▶ [TEXT PASSAGE]:

━━━━━━━━━━━━━━━━━━━━

Friday, March 11, 2011

Review: Outsiders #37

Was it really just 4 months ago that I was collecting The Outsiders? At that time, the Eradicator was added to the team and there was a tangential connection to New Krypton. There were some parts of the book that I liked. Geo-Force was clearly insane as leader. Katana was having a hard time reconciling her Samurai loyalty to the irrational Geo-Force. And Philip Tan's art at times really shined, a bit skewed in perspective and with a thick ink line. But those things weren't enough for me and so I dropped the title.

But every time I think I am out, they pull me back in. The Outsiders #37 came out this week, the second chapter in the Reign of Doomsday storyline working it's way through the super-books.

In many ways, this issue sort of justified my dropping the title when I did. Sure, Doomsday stomps his way through the issue, facing off against the Eradicator. But basically that's all this issue was, a stomp-fest. And Philip Tan has changed his style, one I don't like as much as I did in the earlier issues.

It turns out that Markovia is still somewhat ostracized by the remainder of the world for siding with the Kryptonians during the New Krypton time period. And Geo-Force's continued friendship with the Eradicator isn't helping things. The other Outsider team members Katana, Halo, Looker, and The Olympian all think that Brion should simply rid himself of the Eradicator, an olive branch for the rest of the world.

Tan's new style is evident right from the beginning as it looks like he didn't ink the art at all, instead leaving it as pencils to be colored. As a result, the art looks soft or gauzy.

Geo-Force refuses to turn his back on his friend the Eradicator.

Ironically, the Eradicator comes crashing to the ground after having earlier flown off. The Eradicator isn't a lightweight. For someone to have trashed him like this, they must be extremely powerful.

No big surprise, it's Doomsday.

At first Geo-Force does the right thing, telling his teammates to leave him to fight Doomsday on his own. But they refuse, declaring their allegiance to the Outsiders, and swarm Doomsday. Seems like a suicide mission. I can't imagine Katana, Looker, or Halo scratching Doomsday.

I did think it was weird that Tan has Doomsday glowing yellow with some Kirby dots. Is this a manifestation of some new power?

Oh ... by the way ... the rest of the Outsider team are imprisoned by Amanda Waller for being traitors to the US for having lived in Markovia. She offers Black Lightning, Metamorpho, Freight Train, Owlman, Thunder, and Grace a choice - fight Geo-Force for the US or remain in prison.

━━━━━━━━━━━━━━━━━━━━

▶ [GIVEN REQUEST A]: Quote every one of the records below word for word, but leave out the pictures.

━━━━━━━━━━━━━━━━━━━━

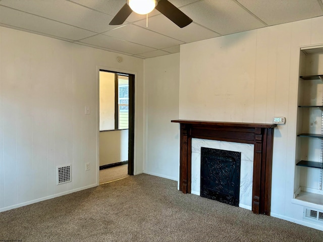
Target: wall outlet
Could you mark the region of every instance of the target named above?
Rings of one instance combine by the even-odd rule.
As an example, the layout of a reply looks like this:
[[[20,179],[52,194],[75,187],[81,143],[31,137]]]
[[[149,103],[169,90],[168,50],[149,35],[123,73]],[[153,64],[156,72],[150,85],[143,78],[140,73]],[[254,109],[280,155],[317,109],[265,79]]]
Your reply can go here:
[[[90,113],[91,113],[91,111],[90,110],[90,106],[85,106],[84,107],[84,114],[89,114]]]
[[[85,164],[85,170],[89,170],[90,169],[90,163],[86,163]]]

━━━━━━━━━━━━━━━━━━━━

▶ [GIVEN REQUEST B]: Print everything in the Outsiders #37 review from "Was it really" down to "dropped the title.", with no changes.

▶ [WRITTEN RESPONSE A]:
Target: wall outlet
Could you mark the region of every instance of the target named above?
Rings of one instance combine by the even-odd rule.
As an example, the layout of a reply looks like this:
[[[20,179],[52,194],[75,187],[81,143],[31,137]]]
[[[149,103],[169,90],[168,50],[149,35],[123,73]],[[153,64],[156,72],[150,85],[143,78],[140,73]],[[254,109],[280,155],[317,109],[265,79]]]
Your reply can go here:
[[[90,113],[91,113],[91,111],[90,110],[90,106],[85,106],[84,107],[84,114],[89,114]]]
[[[85,164],[85,170],[89,170],[90,169],[90,163],[86,163]]]

▶ [WRITTEN RESPONSE B]:
Was it really just 4 months ago that I was collecting The Outsiders? At that time, the Eradicator was added to the team and there was a tangential connection to New Krypton. There were some parts of the book that I liked. Geo-Force was clearly insane as leader. Katana was having a hard time reconciling her Samurai loyalty to the irrational Geo-Force. And Philip Tan's art at times really shined, a bit skewed in perspective and with a thick ink line. But those things weren't enough for me and so I dropped the title.